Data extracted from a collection
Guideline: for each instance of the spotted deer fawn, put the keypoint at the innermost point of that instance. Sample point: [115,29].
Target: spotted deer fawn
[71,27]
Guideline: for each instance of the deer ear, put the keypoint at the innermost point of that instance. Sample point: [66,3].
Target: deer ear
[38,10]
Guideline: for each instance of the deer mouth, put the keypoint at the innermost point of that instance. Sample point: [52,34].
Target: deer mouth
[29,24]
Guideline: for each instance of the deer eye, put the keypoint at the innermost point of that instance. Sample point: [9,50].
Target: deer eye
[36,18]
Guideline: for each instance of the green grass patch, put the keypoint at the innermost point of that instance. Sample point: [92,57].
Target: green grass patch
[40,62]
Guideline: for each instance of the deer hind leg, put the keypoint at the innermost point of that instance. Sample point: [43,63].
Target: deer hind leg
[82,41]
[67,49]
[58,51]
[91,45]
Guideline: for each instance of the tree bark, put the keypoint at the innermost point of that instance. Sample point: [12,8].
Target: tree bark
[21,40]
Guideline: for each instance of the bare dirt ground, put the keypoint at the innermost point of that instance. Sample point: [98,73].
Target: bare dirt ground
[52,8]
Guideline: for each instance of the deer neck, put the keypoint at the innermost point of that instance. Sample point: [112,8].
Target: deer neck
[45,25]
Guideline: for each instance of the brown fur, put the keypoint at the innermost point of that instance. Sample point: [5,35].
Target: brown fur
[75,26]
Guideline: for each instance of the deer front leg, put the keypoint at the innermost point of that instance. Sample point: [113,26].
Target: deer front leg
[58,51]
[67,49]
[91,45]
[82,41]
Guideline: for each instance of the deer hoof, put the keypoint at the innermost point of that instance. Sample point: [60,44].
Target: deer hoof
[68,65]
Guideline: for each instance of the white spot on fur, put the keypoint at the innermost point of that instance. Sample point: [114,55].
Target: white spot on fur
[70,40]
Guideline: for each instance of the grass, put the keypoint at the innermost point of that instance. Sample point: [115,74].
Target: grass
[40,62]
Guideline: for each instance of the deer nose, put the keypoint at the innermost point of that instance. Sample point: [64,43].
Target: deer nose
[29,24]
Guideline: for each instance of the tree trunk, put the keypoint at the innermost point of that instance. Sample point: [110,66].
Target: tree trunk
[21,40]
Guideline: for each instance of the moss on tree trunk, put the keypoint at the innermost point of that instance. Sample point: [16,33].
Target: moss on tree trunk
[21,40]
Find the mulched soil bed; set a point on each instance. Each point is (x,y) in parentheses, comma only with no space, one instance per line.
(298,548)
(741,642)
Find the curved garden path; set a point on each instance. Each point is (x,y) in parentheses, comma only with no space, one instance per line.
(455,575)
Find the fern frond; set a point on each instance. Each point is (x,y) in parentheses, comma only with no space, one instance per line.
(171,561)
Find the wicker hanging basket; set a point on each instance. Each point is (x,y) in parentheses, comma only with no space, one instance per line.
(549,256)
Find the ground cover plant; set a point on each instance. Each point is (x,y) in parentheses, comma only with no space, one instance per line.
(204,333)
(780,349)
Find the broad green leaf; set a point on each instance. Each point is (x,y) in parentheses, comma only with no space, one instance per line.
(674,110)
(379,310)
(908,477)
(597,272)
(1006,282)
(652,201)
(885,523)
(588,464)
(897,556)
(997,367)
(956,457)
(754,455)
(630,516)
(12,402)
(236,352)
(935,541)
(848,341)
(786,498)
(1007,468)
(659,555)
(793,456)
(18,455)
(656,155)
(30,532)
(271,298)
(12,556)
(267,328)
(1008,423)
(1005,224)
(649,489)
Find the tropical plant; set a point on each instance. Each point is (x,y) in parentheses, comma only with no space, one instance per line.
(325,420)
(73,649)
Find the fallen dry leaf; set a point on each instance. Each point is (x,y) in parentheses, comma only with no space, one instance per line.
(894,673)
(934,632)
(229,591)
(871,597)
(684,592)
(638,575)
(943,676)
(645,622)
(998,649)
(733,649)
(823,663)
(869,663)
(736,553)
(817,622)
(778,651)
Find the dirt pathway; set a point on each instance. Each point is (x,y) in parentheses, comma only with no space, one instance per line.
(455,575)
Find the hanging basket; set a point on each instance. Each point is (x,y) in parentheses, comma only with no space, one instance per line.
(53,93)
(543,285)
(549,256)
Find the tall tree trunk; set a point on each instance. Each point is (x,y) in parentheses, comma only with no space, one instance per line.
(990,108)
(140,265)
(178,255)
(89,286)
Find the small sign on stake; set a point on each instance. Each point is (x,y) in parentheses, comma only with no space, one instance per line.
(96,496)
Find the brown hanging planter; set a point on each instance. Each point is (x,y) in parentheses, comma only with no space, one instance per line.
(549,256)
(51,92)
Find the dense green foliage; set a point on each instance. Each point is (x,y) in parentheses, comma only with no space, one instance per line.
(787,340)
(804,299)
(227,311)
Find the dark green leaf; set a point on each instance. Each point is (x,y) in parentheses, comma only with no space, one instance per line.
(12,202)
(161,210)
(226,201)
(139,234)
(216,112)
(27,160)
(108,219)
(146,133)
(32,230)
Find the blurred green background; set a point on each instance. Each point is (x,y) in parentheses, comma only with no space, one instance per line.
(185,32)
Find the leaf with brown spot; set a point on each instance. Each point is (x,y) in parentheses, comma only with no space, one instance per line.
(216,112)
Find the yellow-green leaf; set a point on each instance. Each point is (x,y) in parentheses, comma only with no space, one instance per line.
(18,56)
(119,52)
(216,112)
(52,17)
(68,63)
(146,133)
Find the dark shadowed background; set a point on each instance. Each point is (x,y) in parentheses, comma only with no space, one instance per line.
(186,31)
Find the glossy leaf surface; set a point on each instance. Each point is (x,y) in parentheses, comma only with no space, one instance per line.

How to complete this task:
All of the data must be set down again exactly.

Response to the exercise:
Guideline: for each instance of the spotted deer fawn, put the keypoint at the innermost point of that instance. Sample point: [115,29].
Target: spotted deer fawn
[71,27]
Guideline: for each instance of the deer ear, put the keypoint at the innermost point of that instance. Sample point: [66,3].
Target: deer ear
[38,10]
Guideline: for each instance of the deer mouth, put the keypoint at the innermost point of that instance. Sample point: [52,34].
Target: deer mouth
[29,24]
Guideline: for each instance of the deer eye, put the keypoint at the innermost point of that instance. Sample point: [9,50].
Target: deer eye
[36,18]
Guideline: for each instance of the green grass patch, put the keypoint at the innermost point of that instance. Sample point: [92,57].
Target: green grass patch
[40,62]
Guideline: for each instance of the deer hind leg, put the keypoint at the innermost point of that instance. Sample point: [43,63].
Target: deer hind leg
[82,41]
[67,49]
[58,51]
[91,45]
Guideline: for each instance of the tree bark, put the keypoint at the innermost point of that instance. Sample point: [12,8].
Target: tree bark
[21,40]
Guideline: for each instance of the bare dirt ground, put the keypoint at the innermost point of that instance. Sample point: [98,73].
Target: bare dirt ground
[52,8]
Guideline: for each instance of the deer neck, put the keypoint at the innermost point of that instance. Sample point: [112,8].
Target: deer neck
[45,25]
Guideline: for each instance of the brown fur, put the keypoint at the innermost point of that instance. Sample point: [5,35].
Target: brown fur
[75,26]
Guideline: for each instance of the deer front leg, put the keypoint at the innermost point of that instance. Sample point: [113,26].
Target: deer front leg
[58,51]
[67,49]
[91,45]
[82,41]
Guideline: for each instance of the deer hoof, put the keypoint at the innermost point of that instance. Sample point: [60,44].
Target: deer hoof
[68,65]
Guideline: for each instance of the white spot on fur, put the keypoint at the innermost point of that instance. Sample point: [114,55].
Target: white spot on fur
[70,40]
Guideline: for each instance of the grass, put the keypoint at the innermost point of that instance. Sample point: [115,74].
Target: grass
[40,62]
Guideline: for each instance of the deer nose, put the keypoint at the innermost point of that instance. Sample point: [64,43].
Target: deer nose
[29,24]
Guideline: for each instance of the tree trunk, put the keypoint at the innermost point of that instance. Sample point: [110,66].
Target: tree trunk
[21,40]
Guideline: for each instance of the moss on tree trunk, put the keypoint at the innermost point of that instance. Sample point: [16,33].
Target: moss on tree trunk
[21,40]
Find the mulched soil bed; set a point on each instance. Each point is (x,y) in parentheses, comma only with no space, one instance per line.
(298,548)
(741,642)
Find the curved garden path; set a point on each instance. Each point is (x,y) in parentheses, comma only with no space, one instance per line.
(455,575)
Find the fern frond; set a point on each instance. Each point is (x,y) in parentheses, comma only with no space, one instance per line.
(171,561)
Find the wicker hanging basket; set a point on each instance. Each point is (x,y) in parentheses, comma only with no space, one instance per line.
(549,256)
Find the ground cover plant; set a point on each instance. Each point is (x,y) in parentheses, comma only with no space, one instance per line.
(204,333)
(780,349)
Find the broad green leaf; set a point on each instance. Each point is (x,y) in parentheses, comma only with no space, one instance per line.
(674,110)
(379,310)
(908,477)
(597,272)
(1006,282)
(652,201)
(885,523)
(588,464)
(897,556)
(997,367)
(956,457)
(754,455)
(630,516)
(12,402)
(236,352)
(935,541)
(848,341)
(786,498)
(1007,468)
(659,555)
(793,456)
(18,455)
(656,155)
(30,532)
(271,298)
(12,556)
(267,328)
(1008,423)
(1005,224)
(649,489)
Find the tropical plant; set a point on each instance. Each point is (x,y) in parentheses, comma only with no space, one instance per line.
(325,420)
(73,649)
Find the fallen dry leaf; set a point on each instance. Each point is (x,y) in parentheses, comma only with no space, one instance per line.
(894,673)
(934,632)
(229,591)
(871,597)
(684,592)
(638,575)
(943,676)
(645,622)
(998,649)
(733,649)
(823,663)
(869,663)
(736,553)
(817,622)
(778,651)
Find the dirt pathway; set a point on each instance. Each point is (x,y) in parentheses, comma only with no space, one instance per line.
(455,575)
Find the hanging basket; set a point on each instance. Each point is (x,y) in parentheses, comma only with no space, one instance per line.
(53,93)
(543,285)
(549,256)
Find the tall tree trunk; set a point on each instance. Each point is (x,y) in parentheses, comma only with no space, one instance per line.
(990,108)
(140,265)
(178,255)
(89,286)
Find the small sign on stake; set a point on each instance. Each point is (x,y) in parentheses, comma only with no space, one instance per line.
(96,496)
Find the brown hanging planter; set a point on each instance. Each point is (x,y) in parentheses, comma only with no space, one instance per line.
(549,256)
(51,92)
Find the dense green foliage; set a point on each instance. Each point is (x,y) in parentheses, comma only with no space, one instance per line.
(787,340)
(804,299)
(227,311)
Find the dark green leaf; set a point on each instance. Each point is (x,y) in parentheses, comma only with no space, one instance per line.
(12,202)
(161,210)
(226,201)
(139,234)
(216,112)
(27,160)
(108,219)
(146,133)
(32,230)
Find the blurred green background; set a point on each instance. Each point is (x,y) in parentheses, comma only with no space, one instance per line.
(185,32)
Find the leaf with brown spot; set a point on each instance. Each point is (x,y) in parentheses, comma only with no space, one instance per line.
(216,112)
Find the yellow-green leaf; set a point on each instance. Each point is (x,y) in parentheses, comma only with no space, one instance per line.
(18,56)
(119,52)
(216,112)
(52,17)
(68,63)
(146,133)
Find the dark shadowed background; set a point on each instance. Each point is (x,y) in parentheses, comma only with no space, one instance per line.
(186,31)
Find the glossy leaf surface; set a point on each instance. Each point is (x,y) in parentheses, comma only with no space, one instance per line.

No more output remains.